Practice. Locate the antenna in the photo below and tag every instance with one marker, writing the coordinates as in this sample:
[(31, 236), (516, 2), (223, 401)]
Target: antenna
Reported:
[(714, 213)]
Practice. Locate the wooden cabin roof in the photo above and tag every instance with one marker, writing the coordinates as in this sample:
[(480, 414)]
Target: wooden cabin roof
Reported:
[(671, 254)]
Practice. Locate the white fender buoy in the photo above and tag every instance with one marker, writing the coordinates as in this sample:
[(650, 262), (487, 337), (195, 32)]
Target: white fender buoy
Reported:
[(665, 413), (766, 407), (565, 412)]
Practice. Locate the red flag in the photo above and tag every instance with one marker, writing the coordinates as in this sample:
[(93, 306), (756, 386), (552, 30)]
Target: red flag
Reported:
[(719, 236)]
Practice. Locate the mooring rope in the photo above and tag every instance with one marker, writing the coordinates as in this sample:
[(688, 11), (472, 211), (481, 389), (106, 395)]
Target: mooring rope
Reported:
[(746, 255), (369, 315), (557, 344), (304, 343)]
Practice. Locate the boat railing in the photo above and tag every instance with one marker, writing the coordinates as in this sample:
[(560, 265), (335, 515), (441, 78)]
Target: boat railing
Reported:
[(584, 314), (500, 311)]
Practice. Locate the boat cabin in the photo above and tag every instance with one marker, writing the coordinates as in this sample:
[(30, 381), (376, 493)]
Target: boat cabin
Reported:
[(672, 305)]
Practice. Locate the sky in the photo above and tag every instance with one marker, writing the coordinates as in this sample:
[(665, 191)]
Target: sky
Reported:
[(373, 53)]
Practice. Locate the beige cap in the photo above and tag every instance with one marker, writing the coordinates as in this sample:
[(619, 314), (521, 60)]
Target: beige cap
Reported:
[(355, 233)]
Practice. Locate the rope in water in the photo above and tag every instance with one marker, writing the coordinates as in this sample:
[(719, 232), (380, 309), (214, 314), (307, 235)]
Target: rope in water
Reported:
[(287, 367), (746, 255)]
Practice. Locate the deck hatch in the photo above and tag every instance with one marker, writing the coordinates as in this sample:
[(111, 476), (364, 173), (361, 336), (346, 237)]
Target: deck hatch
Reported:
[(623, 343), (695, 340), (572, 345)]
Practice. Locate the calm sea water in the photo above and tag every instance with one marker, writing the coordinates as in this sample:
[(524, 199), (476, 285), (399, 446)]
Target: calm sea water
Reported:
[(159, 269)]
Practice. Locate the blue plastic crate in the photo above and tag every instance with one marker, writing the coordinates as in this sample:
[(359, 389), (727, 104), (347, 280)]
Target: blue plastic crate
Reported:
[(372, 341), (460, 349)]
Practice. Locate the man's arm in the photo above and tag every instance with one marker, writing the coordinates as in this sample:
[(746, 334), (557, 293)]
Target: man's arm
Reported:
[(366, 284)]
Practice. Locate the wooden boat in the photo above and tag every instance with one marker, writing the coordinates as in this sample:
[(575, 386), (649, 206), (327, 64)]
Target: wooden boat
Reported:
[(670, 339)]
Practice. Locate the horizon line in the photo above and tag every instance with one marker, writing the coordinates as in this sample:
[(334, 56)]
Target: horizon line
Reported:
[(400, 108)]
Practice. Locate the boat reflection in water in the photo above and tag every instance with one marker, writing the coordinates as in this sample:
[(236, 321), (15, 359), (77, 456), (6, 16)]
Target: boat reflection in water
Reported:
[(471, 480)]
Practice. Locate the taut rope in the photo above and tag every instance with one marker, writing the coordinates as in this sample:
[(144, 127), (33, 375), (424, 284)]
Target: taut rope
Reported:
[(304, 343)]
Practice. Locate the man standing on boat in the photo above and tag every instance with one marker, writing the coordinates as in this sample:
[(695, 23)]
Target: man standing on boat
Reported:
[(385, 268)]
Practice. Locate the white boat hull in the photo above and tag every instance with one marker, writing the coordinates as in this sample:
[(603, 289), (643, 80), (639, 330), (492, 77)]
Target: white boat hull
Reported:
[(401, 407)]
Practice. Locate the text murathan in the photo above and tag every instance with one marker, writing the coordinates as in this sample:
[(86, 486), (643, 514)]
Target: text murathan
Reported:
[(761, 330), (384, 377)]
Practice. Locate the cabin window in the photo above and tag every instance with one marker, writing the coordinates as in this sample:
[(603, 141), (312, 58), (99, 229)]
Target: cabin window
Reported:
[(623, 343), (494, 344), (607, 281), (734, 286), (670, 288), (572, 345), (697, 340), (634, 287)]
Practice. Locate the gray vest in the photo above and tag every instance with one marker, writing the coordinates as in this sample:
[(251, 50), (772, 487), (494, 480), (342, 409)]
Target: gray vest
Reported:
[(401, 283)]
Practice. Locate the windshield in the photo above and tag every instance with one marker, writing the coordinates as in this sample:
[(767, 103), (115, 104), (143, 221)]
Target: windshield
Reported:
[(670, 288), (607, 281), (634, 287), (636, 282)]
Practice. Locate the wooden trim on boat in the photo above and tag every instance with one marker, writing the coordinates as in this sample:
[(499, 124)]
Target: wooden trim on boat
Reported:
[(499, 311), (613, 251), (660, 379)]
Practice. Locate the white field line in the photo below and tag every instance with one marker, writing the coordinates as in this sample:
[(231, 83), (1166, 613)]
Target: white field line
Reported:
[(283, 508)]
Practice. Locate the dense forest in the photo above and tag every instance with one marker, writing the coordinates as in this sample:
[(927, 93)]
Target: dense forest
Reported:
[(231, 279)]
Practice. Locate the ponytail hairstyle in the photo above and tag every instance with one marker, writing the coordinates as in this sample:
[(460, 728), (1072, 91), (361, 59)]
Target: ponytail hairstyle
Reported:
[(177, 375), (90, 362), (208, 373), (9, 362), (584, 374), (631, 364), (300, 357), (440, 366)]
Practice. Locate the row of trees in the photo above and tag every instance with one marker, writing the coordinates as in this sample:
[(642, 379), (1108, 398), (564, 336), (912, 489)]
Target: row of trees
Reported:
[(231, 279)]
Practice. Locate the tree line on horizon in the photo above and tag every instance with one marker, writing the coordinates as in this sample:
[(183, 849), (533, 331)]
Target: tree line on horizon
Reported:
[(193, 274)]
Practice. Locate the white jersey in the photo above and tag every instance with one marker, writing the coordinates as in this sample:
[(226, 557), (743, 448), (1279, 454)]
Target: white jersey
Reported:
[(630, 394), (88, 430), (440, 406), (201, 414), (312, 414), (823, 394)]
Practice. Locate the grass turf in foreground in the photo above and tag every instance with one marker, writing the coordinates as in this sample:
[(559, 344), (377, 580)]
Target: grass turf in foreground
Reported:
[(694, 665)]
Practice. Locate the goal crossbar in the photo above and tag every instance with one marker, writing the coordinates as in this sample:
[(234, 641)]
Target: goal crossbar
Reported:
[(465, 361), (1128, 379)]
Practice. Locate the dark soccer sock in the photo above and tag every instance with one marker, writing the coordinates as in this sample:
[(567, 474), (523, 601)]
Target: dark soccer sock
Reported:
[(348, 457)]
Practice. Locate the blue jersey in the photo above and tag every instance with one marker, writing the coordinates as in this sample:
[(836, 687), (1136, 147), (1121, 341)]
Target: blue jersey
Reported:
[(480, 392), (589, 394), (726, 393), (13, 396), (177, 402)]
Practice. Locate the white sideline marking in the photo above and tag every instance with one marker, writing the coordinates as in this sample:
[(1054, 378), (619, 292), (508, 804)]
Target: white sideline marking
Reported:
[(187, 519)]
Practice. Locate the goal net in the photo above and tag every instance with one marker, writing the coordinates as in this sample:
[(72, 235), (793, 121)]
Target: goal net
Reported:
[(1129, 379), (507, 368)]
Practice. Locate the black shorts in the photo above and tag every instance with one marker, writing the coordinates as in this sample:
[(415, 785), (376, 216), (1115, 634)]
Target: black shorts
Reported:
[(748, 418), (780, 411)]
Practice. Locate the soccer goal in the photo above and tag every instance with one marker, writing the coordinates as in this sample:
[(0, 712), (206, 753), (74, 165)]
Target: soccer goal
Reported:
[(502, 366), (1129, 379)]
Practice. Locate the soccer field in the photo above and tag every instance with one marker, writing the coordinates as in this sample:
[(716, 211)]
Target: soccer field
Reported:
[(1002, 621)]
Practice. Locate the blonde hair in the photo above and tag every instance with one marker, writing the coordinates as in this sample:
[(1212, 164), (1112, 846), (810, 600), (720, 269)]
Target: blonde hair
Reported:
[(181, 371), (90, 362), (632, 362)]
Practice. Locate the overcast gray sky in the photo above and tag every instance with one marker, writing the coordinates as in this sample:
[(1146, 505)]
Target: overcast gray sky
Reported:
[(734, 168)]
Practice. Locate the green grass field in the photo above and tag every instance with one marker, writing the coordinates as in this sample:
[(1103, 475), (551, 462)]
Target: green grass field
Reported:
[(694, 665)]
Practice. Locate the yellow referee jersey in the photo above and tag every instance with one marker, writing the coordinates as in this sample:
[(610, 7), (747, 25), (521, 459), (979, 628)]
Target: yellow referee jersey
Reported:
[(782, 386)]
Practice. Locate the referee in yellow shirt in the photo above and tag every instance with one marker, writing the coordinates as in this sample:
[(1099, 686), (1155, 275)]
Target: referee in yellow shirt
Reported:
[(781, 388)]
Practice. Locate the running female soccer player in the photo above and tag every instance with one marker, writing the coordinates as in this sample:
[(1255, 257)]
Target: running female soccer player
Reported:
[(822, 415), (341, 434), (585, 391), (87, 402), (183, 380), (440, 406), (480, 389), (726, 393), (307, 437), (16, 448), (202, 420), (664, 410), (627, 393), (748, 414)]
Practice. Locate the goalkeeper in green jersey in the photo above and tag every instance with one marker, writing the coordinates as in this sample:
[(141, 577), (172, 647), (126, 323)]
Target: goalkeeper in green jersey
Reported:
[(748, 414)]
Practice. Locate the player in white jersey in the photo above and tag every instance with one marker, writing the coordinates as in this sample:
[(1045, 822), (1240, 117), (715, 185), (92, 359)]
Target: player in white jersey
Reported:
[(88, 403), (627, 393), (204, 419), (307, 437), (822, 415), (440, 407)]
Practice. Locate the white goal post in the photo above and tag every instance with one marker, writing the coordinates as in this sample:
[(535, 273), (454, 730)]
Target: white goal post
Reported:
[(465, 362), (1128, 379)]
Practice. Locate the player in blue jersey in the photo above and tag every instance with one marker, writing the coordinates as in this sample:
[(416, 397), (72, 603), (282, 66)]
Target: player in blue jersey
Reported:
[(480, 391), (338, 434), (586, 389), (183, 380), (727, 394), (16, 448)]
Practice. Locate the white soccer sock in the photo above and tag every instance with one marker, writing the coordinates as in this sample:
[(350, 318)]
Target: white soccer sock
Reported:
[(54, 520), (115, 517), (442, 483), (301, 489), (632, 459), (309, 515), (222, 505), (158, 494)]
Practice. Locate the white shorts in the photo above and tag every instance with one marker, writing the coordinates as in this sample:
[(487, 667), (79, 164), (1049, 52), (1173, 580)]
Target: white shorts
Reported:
------------------------------------
### Instruction
Reproduce the records, starting at the first line and ending at the line that contains "[(373, 53)]", and rename every "Reported" to "Marked" while leaving everything else unchanged.

### Solution
Practice. Locate the antenna in the photo below and tag every instance with one marker, writing the coordinates as in this sample:
[(31, 236), (516, 2), (223, 401)]
Target: antenna
Marked:
[(714, 213)]
Practice. Locate the wooden cabin roof in the photo above and tag every instance with one marker, writing the coordinates as in this sample:
[(480, 414)]
Target: wooden cabin roof
Marked:
[(671, 254)]
Practice. Locate the white fender buoy in the photo above and tag every instance with one marker, writing the coordinates as in this sample:
[(650, 262), (487, 337), (195, 32)]
Target: white fender buoy
Marked:
[(665, 413), (766, 407), (565, 412)]
Practice. Locate the red flag in the photo above and tag every instance with one marker, writing the coordinates as in this sample:
[(93, 306), (756, 386), (552, 30)]
Target: red flag
Marked:
[(719, 236)]
Practice. Locate the mooring rope in the photo above and tag every instance with one marker, writing the coordinates as in this sample:
[(688, 11), (472, 211), (481, 389), (106, 395)]
Target: mooring rope
Marked:
[(746, 255), (369, 315), (557, 344), (304, 343)]
Practice. Locate the boat railing in the photo above and tag every instance with one marker, writing the coordinates as in this sample:
[(560, 265), (335, 515), (441, 78)]
Target: boat railing
Marked:
[(584, 314), (500, 311)]
Practice. Locate the boat cabin in the photo above and tag every instance with one marker, writing the coordinates as in this sample:
[(30, 381), (376, 493)]
Target: boat cabin
Marked:
[(672, 305)]
Practice. Locate the sky in the photo above and tag every instance with one marker, writing the coordinates as in this sample:
[(665, 191)]
Target: sky
Marked:
[(373, 53)]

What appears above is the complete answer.